Fragmento seleccionado -
++++
El nombre lo recuerda claramente: la razón principal de que, hace 12 años, se decidiera erigir la escultura gigantesca de Sebastián en la glorieta de las avenidas Lázaro Cárdenas y Mariano Otero, fue el afán de marcar así la llegada del tercer milenio a Guadalajara (o la llegada de Guadalajara al tercer milenio, quién sabe cómo entenderán estos «acontecimientos» los funcionarios que dicen dónde se ponen las cosas y que saben mejor que sus gobernados lo que hace falta y por qué). El 25 de marzo de 1999, Francisco Ramírez Acuña, Alcalde tapatío que para ese momento iba ya metiendo tercera para llegar a ser Gobernador, confirmó la noticia a Mural —desde París: se le daba mucho eso de las giras—, y por lo visto él entonces pensaba en una como puerta para la ciudad, erigida además en el entorno de una plaza: «Se llamará la Plaza del Tercer Milenio. Esta puerta en forma de arcos estará iluminada y se verá desde los principales puntos de entrada a la ciudad de Guadalajara», dijo, y quién sabe qué se figuraría en su cabecita loca. La nota de ese día consigna un buen puñado de ocurrencias que traían en mente el Alcalde milenarista y su maistro de obras Claudio Sáinz David: se proponían también encargarle obra —puertotas esculturales y monumentales, se entiende— a Juan Soriano, para la Barranca de Huentitán; a Fernando González Gortázar y a Julio de la Peña, y también mandar a hacer estatuas para honrar a la Enfermera, a Álex Lora y al Escuadrón 201, esta última en el Planetario Severo Díaz Galindo (en lugar de, por ejemplo, resanarle las goteras o desenzacatarlo tantito).
++++
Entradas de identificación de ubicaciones
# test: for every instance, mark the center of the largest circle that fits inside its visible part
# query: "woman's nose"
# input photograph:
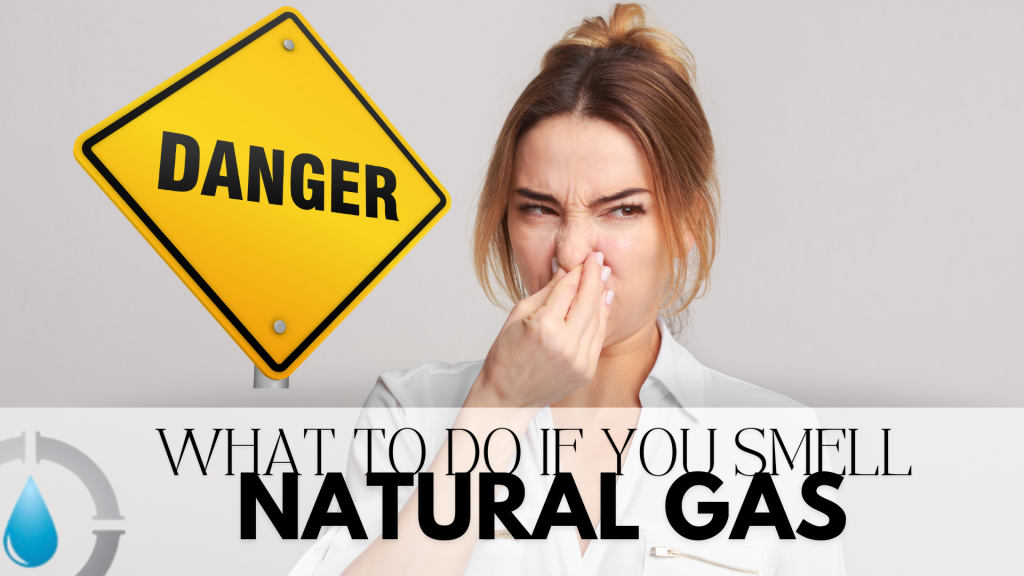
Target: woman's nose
(576, 242)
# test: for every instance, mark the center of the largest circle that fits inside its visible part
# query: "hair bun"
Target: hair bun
(627, 28)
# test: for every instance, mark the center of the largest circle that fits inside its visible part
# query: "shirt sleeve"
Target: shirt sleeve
(381, 417)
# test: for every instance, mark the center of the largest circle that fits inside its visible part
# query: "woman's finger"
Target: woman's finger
(536, 300)
(585, 306)
(597, 344)
(564, 289)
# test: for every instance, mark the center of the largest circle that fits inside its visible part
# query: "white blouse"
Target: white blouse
(679, 393)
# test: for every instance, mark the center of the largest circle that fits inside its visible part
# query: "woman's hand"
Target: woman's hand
(550, 344)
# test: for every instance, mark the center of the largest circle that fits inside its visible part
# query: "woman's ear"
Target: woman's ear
(689, 240)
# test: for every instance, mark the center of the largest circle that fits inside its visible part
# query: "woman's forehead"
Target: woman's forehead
(571, 158)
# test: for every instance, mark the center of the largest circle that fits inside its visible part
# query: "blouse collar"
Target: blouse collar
(679, 374)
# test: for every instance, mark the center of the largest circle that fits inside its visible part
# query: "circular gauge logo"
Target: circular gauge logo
(30, 537)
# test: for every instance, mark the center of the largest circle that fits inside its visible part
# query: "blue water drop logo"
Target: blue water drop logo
(31, 538)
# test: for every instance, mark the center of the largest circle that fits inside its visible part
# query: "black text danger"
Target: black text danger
(379, 182)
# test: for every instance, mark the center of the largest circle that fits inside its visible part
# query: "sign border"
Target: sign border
(217, 57)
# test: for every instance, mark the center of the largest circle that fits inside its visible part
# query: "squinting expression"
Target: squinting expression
(583, 186)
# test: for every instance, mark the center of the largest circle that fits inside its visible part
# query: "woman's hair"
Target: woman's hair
(639, 78)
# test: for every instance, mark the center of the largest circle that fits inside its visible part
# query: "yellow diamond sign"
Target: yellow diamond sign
(271, 184)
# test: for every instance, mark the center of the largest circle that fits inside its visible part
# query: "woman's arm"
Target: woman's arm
(548, 347)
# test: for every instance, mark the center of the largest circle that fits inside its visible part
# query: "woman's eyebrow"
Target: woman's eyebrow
(537, 196)
(619, 196)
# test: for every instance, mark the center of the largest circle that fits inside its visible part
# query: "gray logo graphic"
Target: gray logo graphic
(99, 488)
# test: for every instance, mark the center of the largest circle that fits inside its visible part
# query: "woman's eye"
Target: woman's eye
(628, 211)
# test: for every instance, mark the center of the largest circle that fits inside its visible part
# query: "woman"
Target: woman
(598, 217)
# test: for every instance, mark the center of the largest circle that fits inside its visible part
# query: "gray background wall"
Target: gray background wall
(870, 172)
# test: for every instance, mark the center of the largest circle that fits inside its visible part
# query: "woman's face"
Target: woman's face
(583, 186)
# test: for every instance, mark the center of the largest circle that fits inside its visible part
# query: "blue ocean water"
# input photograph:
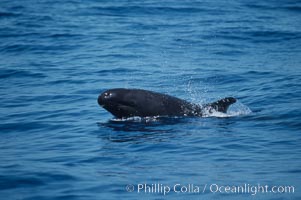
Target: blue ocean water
(57, 56)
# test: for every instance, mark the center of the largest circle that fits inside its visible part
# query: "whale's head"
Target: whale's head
(121, 102)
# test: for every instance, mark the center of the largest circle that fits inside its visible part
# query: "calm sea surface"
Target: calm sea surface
(57, 56)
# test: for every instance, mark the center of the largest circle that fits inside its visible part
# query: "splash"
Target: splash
(237, 109)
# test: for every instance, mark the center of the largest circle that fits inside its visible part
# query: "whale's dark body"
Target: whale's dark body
(124, 103)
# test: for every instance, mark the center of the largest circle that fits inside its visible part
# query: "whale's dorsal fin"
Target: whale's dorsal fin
(222, 105)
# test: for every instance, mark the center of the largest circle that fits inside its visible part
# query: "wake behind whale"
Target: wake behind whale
(126, 103)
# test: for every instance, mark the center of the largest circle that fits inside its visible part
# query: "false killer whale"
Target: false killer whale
(124, 103)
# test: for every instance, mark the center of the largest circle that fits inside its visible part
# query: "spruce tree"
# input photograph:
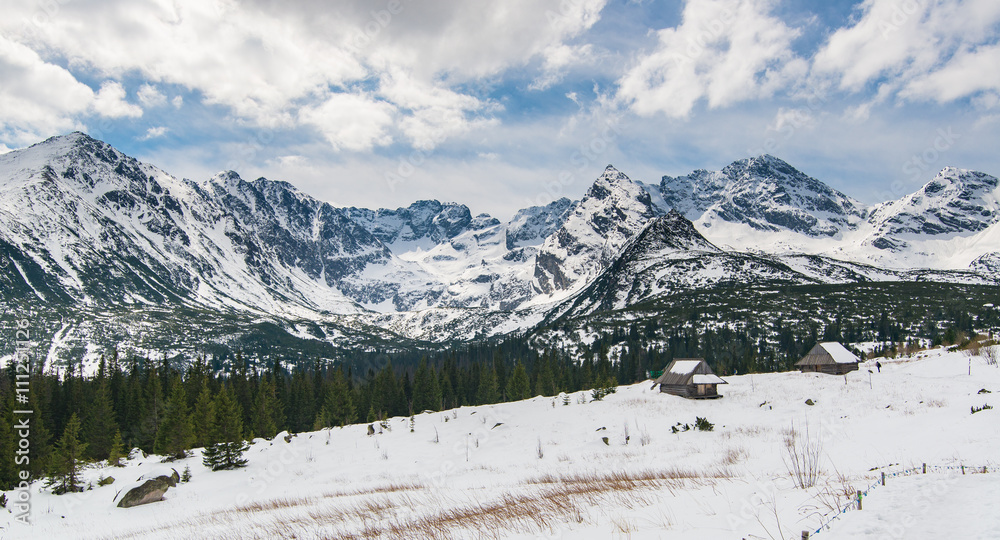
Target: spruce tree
(203, 417)
(267, 410)
(426, 391)
(64, 468)
(175, 434)
(117, 452)
(339, 403)
(8, 443)
(518, 387)
(227, 453)
(488, 391)
(100, 427)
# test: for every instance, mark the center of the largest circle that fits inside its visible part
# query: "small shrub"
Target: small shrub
(985, 407)
(803, 457)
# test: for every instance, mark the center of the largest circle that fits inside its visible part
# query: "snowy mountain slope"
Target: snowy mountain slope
(83, 225)
(669, 255)
(422, 225)
(611, 212)
(948, 223)
(538, 468)
(119, 231)
(531, 226)
(765, 193)
(764, 205)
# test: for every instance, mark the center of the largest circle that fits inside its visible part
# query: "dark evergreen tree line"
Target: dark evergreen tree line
(168, 407)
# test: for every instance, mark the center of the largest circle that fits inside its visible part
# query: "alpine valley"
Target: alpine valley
(99, 250)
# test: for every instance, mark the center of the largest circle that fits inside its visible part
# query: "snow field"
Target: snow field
(540, 469)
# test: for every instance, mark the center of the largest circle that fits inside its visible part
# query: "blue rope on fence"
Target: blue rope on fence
(905, 472)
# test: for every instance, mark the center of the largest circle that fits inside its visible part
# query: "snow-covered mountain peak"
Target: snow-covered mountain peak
(764, 194)
(593, 234)
(955, 203)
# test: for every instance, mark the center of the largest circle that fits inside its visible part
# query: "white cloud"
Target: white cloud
(275, 65)
(150, 96)
(793, 119)
(351, 122)
(110, 102)
(724, 51)
(37, 99)
(967, 73)
(935, 49)
(154, 132)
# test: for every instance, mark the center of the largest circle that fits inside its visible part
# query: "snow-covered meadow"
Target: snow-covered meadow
(541, 468)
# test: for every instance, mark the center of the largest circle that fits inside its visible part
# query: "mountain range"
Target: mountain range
(86, 229)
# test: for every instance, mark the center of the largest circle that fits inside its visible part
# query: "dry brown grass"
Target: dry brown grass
(387, 510)
(735, 455)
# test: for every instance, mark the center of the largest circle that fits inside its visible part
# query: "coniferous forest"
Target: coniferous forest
(169, 406)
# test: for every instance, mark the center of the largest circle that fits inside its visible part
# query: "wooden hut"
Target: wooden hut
(690, 378)
(832, 358)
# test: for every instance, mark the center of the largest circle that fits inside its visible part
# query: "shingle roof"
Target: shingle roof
(685, 371)
(828, 353)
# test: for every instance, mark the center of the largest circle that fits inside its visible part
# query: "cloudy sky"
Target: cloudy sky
(505, 104)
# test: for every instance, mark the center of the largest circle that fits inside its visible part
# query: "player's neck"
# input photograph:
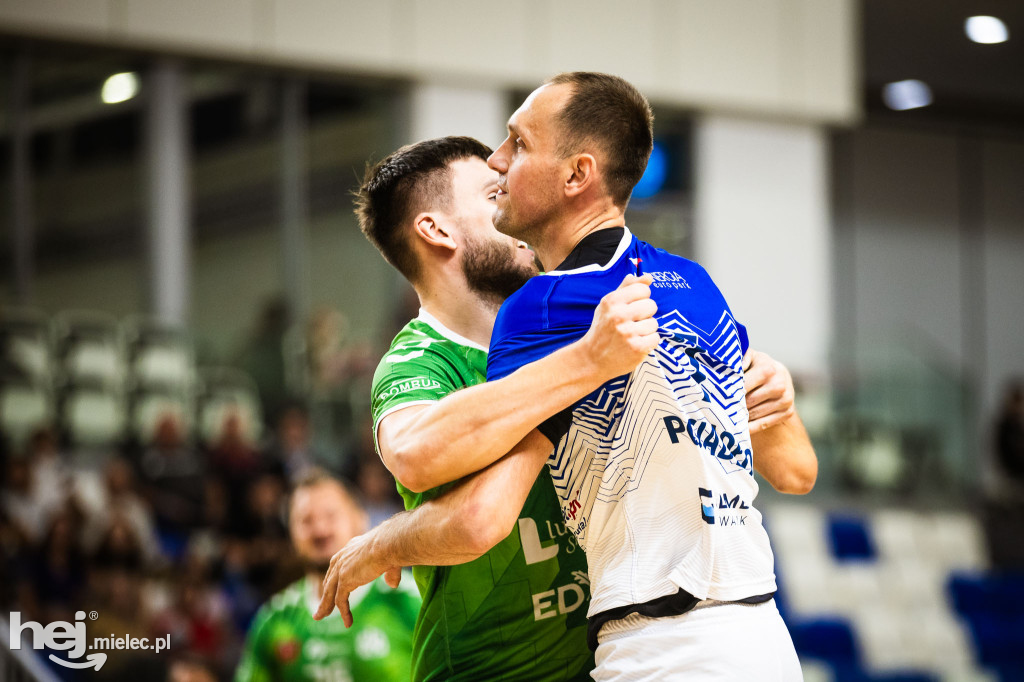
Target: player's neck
(558, 240)
(459, 308)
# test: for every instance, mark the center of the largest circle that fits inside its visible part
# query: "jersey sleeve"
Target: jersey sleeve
(415, 372)
(522, 336)
(254, 666)
(744, 343)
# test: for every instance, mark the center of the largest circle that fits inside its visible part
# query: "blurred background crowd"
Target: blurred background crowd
(189, 316)
(155, 495)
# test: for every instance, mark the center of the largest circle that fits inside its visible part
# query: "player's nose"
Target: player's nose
(497, 160)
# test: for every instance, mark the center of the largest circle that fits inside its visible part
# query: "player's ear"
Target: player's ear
(582, 174)
(429, 228)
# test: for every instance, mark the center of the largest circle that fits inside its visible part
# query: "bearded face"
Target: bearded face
(496, 268)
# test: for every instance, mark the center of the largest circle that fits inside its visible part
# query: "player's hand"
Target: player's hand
(769, 390)
(624, 330)
(349, 568)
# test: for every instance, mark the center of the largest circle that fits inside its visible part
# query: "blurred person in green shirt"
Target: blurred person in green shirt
(285, 644)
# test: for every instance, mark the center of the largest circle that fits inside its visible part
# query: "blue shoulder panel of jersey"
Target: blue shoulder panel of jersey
(553, 310)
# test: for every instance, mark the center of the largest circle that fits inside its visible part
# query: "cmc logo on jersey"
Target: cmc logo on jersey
(729, 512)
(704, 434)
(669, 280)
(409, 385)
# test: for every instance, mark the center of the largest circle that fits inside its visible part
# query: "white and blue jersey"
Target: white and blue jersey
(653, 470)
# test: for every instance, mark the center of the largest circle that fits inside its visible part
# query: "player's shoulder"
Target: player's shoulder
(289, 598)
(523, 309)
(422, 343)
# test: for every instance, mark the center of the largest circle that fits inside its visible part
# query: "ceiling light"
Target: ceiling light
(986, 30)
(120, 87)
(902, 95)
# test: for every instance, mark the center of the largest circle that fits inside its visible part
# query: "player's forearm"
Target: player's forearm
(784, 456)
(473, 427)
(466, 521)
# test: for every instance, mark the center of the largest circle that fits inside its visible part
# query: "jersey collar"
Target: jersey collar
(434, 324)
(312, 601)
(624, 244)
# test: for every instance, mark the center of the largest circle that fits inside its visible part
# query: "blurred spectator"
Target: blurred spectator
(263, 358)
(199, 617)
(190, 670)
(292, 449)
(237, 464)
(173, 479)
(379, 493)
(50, 472)
(24, 504)
(333, 361)
(285, 643)
(1010, 433)
(57, 570)
(120, 548)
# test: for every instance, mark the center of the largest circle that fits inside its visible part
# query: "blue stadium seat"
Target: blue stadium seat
(826, 639)
(850, 540)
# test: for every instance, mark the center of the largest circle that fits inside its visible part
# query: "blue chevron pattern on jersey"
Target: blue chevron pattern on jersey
(636, 460)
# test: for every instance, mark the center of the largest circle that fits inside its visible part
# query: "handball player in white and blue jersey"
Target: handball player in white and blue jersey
(654, 469)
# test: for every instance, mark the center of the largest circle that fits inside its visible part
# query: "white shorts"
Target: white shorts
(717, 641)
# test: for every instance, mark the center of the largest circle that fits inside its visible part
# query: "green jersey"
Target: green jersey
(519, 611)
(285, 644)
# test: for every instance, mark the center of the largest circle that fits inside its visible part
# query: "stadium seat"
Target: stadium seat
(25, 347)
(825, 639)
(89, 349)
(160, 357)
(849, 539)
(146, 410)
(24, 408)
(92, 418)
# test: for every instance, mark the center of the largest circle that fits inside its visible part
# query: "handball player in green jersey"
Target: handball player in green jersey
(286, 645)
(505, 587)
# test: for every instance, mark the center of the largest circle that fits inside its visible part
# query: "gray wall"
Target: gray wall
(930, 264)
(232, 276)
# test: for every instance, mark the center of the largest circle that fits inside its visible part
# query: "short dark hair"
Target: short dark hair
(314, 476)
(607, 111)
(414, 178)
++++
Problemas por resolver -
• 1. Responde las siguientes preguntas sobre el texto de la escultura de Sebastián:
(a) ¿En qué glorieta se decidió erigir la escultura?
(b) ¿Desde qué ciudad confirmó Francisco Ramírez Acuña la noticia a Mural?
(c) ¿En qué lugar se pensaba poner la estatua en honor al Escuadrón 201?
• 2. Prosigue el texto sobre la escultura de Sebastián a partir de su última oración.

Resultados por tarea -
• 1.
(a) En la glorieta de las avenidas Lázaro Cárdenas y Mariano Otero.
(b) Desde París.
(c) En el Planetario Severo Díaz Galindo.

• 2.
        De esos sueños, el único que se cumplió fue el de la estatua de Álex Lora, que sigue gritando su broncínea gloria en el Agua Azul. (Pero, ¿no se hizo con las llaves que donaron sus fans? ¿O ésa fue la estatua del Papa? Y, en tal caso, ¿cuál de las docenas de estatuas del Papa que hay por la ciudad?).
        Todo tapatío sabe, o debería, que los dichosos Arcos del Milenio iban a ser originalmente seis; son cuatro, y no hay razones para esperar que broten los dos faltantes. Es difícil saber si enriquecen, con su presencia incompleta, el paisaje en que se yerguen: es sabido que todo arte público, por horroroso que sea, termina engullido por su entorno, y los arcos llevan tanto tiempo pugnando por tenderse sobre nuestra desatención que se han vuelto prácticamente invisibles. Yo nomás me acuerdo de que existen cuando tengo que explicarle a un visitante fuereño la penosa y ridícula historia. O ahora que vino el mismísimo Sebastián para tener una expo en el Palacio Legislativo (¡cuenten bien las piezas, no vaya a faltar alguna!). En un alarde de agudeza, el escultor ha señalado que la falta de voluntad es la razón de que no se haya terminado su trasto. Pero vamos viendo: esos arcos, perpetrados por capricho, surtidero de discordia, caros, estorbosos, indefendibles y difíciles de explicar, ¿no son así, inacabados e inacabables por puras estupideces, el mejor y más elocuente emblema de esta ciudad?

Publicado en la columna «La menor importancia», en Mural, el jueves 19 de mayo de 2011.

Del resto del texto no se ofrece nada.